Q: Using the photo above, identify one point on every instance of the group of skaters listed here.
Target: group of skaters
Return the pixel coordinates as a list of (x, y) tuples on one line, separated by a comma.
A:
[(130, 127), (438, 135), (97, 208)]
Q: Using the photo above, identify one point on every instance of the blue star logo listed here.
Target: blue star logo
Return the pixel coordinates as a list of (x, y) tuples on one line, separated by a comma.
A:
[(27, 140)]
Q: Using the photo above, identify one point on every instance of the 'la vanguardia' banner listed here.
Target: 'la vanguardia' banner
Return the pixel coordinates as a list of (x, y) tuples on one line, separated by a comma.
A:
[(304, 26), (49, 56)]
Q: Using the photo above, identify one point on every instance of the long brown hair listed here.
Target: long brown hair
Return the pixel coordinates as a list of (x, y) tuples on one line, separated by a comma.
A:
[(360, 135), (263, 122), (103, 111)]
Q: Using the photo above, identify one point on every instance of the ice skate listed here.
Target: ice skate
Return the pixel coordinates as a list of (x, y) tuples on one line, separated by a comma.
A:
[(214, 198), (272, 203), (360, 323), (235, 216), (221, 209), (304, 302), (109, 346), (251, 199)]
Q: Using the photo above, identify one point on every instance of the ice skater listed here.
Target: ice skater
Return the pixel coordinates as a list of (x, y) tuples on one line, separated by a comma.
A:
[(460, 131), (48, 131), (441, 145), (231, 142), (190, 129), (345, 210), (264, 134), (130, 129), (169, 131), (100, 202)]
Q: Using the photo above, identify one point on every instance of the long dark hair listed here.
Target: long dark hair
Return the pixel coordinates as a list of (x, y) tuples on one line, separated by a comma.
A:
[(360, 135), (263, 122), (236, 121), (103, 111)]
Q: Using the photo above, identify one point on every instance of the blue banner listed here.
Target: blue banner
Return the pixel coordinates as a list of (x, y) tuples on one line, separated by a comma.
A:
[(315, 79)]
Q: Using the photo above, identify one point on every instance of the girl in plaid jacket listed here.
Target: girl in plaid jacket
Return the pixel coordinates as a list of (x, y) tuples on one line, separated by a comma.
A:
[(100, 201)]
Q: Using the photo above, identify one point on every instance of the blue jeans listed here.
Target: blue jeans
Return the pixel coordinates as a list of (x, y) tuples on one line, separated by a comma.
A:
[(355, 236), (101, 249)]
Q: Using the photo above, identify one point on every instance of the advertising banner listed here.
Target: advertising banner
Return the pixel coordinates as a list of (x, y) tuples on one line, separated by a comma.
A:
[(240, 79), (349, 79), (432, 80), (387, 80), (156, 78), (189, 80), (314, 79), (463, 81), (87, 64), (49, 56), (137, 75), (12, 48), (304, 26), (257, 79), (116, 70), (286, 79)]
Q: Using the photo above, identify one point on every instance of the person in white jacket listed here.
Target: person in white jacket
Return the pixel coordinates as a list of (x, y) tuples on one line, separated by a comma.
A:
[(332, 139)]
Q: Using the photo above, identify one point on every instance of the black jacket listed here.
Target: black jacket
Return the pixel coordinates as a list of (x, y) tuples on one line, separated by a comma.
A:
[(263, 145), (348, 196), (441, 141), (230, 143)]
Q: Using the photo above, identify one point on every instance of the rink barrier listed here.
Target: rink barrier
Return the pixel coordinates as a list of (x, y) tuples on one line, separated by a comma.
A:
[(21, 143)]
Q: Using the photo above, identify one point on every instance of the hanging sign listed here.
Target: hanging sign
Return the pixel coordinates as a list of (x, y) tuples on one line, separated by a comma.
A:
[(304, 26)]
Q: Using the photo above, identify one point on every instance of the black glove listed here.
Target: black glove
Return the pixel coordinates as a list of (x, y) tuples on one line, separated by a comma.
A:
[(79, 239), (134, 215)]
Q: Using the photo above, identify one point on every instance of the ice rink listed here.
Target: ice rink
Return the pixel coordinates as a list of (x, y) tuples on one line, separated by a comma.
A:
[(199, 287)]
---
Turn the lines from the one that contains "skater listed here." through the one that contains "[(100, 201)]" into a numbered list, including both of those lines and leaving out any blank lines.

- [Result of this exercise]
1. Q: Using the photo above, identify one point on every instance of the ice skater listed here.
2. Target: ice skater
3. Return the pixel coordinates as a list of (x, y) tuples on one line, separated by a comma.
4. A:
5. [(460, 131), (48, 131), (441, 145), (231, 142), (190, 129), (345, 210), (264, 134), (130, 129), (169, 131), (100, 202)]
6. Q: Using the photo above, identify one point on every instance of the long dark hair listed here.
7. Target: long dark hair
8. Return the pixel coordinates as a list of (x, y) tuples on one line, separated by a comma.
9. A:
10. [(360, 135), (263, 122), (236, 121), (103, 111)]
11. Q: Using the photo above, identify one point on every instance of the blue banner listed here.
12. Target: blue banner
13. Return the pixel coordinates as a list of (x, y) tuples on one line, separated by a comma.
14. A:
15. [(315, 79)]
16. Q: Using the photo above, identify one point on every instance of the girl in plaid jacket listed here.
17. Target: girl in plaid jacket
18. Return the pixel coordinates as a list of (x, y) tuples on one line, separated by a comma.
19. A:
20. [(100, 201)]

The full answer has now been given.